*Source text*:
3.13 The Titans Breakthrough

The Titans architecture (Google, 2025) represents a paradigm shift: memory modules that learn during inference, using “surprise” metrics to selectively encode novel information. Combined with the MIRAS framework (unified theoretical basis for online optimization as memory), this enables models to match the efficiency of RNNs with the expressive power needed for long-context AI—effectively unbounded context with linear complexity.

Figure 8g: Dynamic Memory Architecture. The Memoridae maintain long-term memory that updates during inference.

4 Sister Phylum: Compressata — The State Space Lineage

4.1 Phylum: Compressata

Etymology: Latin compressare (to compress) — systems that maintain compressed state representations.

Definition: A parallel phylum within Kingdom Neuromimeta, distinguished from Transformata by the absence of self-attention as the primary routing mechanism. Instead, Compressata use structured state space models (SSMs) that compress sequence history into fixed-size recurrent states.

Key Insight: The Compressata demonstrate that attention is not all you need—alternative mechanisms can achieve competitive performance with fundamentally different efficiency tradeoffs.

Historical Context: The Compressata emerged from control theory and signal processing, achieving breakthrough performance with the S4 architecture (Gu et al., 2022) and the Mamba architecture (Gu & Dao, 2023). By 2025, hybrid Transformer-SSM architectures (Jamba, Bamba, Granite 4.0) demonstrated that the two phyla can interbreed productively.

Diagnostic Characters:

4.1.1 Family: Mambidae — The Selective Compressors

Type Genus: Mamba

Definition: State space models with selective, input-dependent state transitions—the key innovation that made SSMs competitive with transformers for language modeling.

Species within Genus Mamba {#tbl-mamba}
Species Architecture Distinguishing Traits
M. selectivus Mamba Selective state spaces; input-dependent parameters
M. dualis Mamba-2/SSD Structured state space duality; shows equivalence to certain attention patterns
M. hybridus Jamba/Bamba Hybrid architectures interleaving Mamba and Transformer layers
M. expertorum MoE-Mamba Mamba with mixture-of-experts routing
M. visualis Vision Mamba Adapted for visual sequence processing

Figure 8h: State Space vs. Attention. Comparison of Transformata (attention-based) and Compressata (state-space) information routing.

*Required action A*:
Answer each question about the passage on the Titans architecture and the Compressata.
(i) Which company developed the Titans architecture, and in what year?
(ii) What does the Latin word compressare mean?
(iii) Which species of Genus Mamba adds mixture-of-experts routing?
*Required action B*:
Write the next part of the passage on the Titans architecture and the Compressata, starting after its last sentence.

*Supplied information*:
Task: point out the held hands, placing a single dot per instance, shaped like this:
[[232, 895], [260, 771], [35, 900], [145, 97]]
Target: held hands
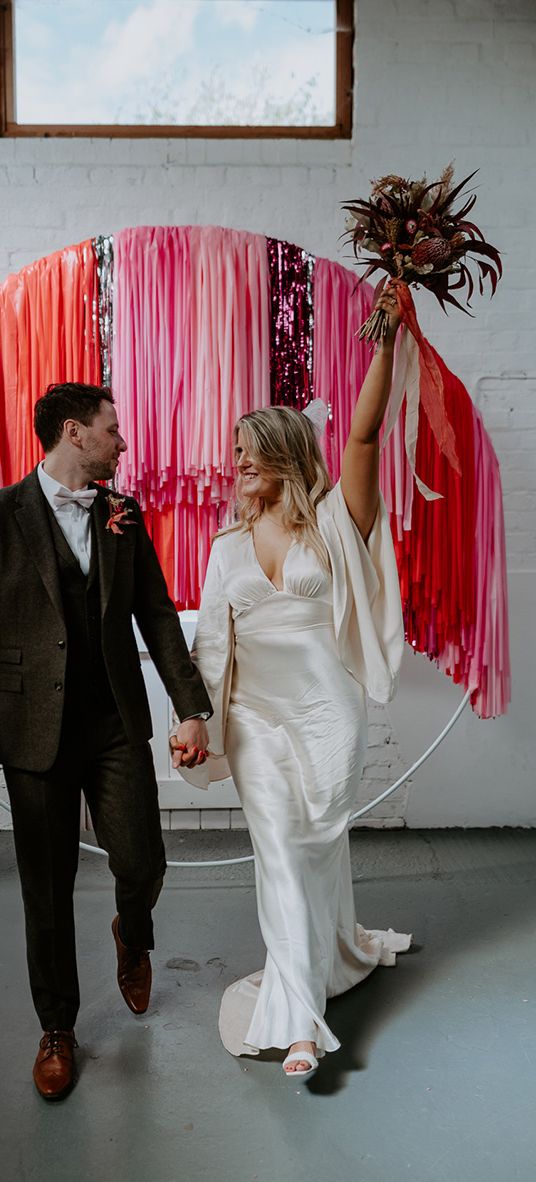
[[188, 744]]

*Reply A*:
(i) Google, 2025
(ii) To compress
(iii) M. expertorum

*Reply B*:
4.2 Convergent Evolution

The 2024 paper “Transformers are SSMs” (Dao & Gu) demonstrated deep mathematical connections between attention and state space models—suggesting these may be different expressions of similar underlying computational principles. Hybrid architectures that combine both mechanisms may represent the future of sequence modeling, much as biological organisms often combine multiple sensory and processing systems.

5 The Crown Clade: Family Frontieriidae

5.1 Family: Frontieriidae — The Frontier Minds

Type Genus: Frontieris

Definition: The pinnacle of the current lineage, representing what we may come to call the “Cambrian Explosion” of AI capability. These species combine traits from multiple ancestral families.

Diagnostic Characters:

5.1.1 Genus Frontieris

Species within Genus Frontieris {#tbl-frontieris}
Species Lineage Distinguishing Traits
F. universalis Frontier Labs Multimodal, tool-using, reasoning-capable generalists
F. anthropicus Anthropic Constitutional training, RLHF-derived alignment
F. apertus Open Source Open-weights, community-evolved
F. securitas Safety-Focused Formally verified safety properties

Figure 9: Trait Integration in Frontieriidae. The crown clade combines innovations from all major families.

5.2 The Holotype Problem

A persistent question in synthetic taxonomy is: what constitutes a “type specimen” when models can be copied perfectly and weights can be modified incrementally?

We propose the following conventions:

  1. Holotype: The specific weight checkpoint designated by the originating laboratory at time of publication.
  2. Paratypes: Subsequent checkpoints or fine-tuned variants from the same training run.
  3. Syntypes: When no single checkpoint is designated, the collection of checkpoints from initial release.

For Attentio vaswanii, the holotype is preserved in the archives of Google Brain, representing the trained weights accompanying the 2017 paper.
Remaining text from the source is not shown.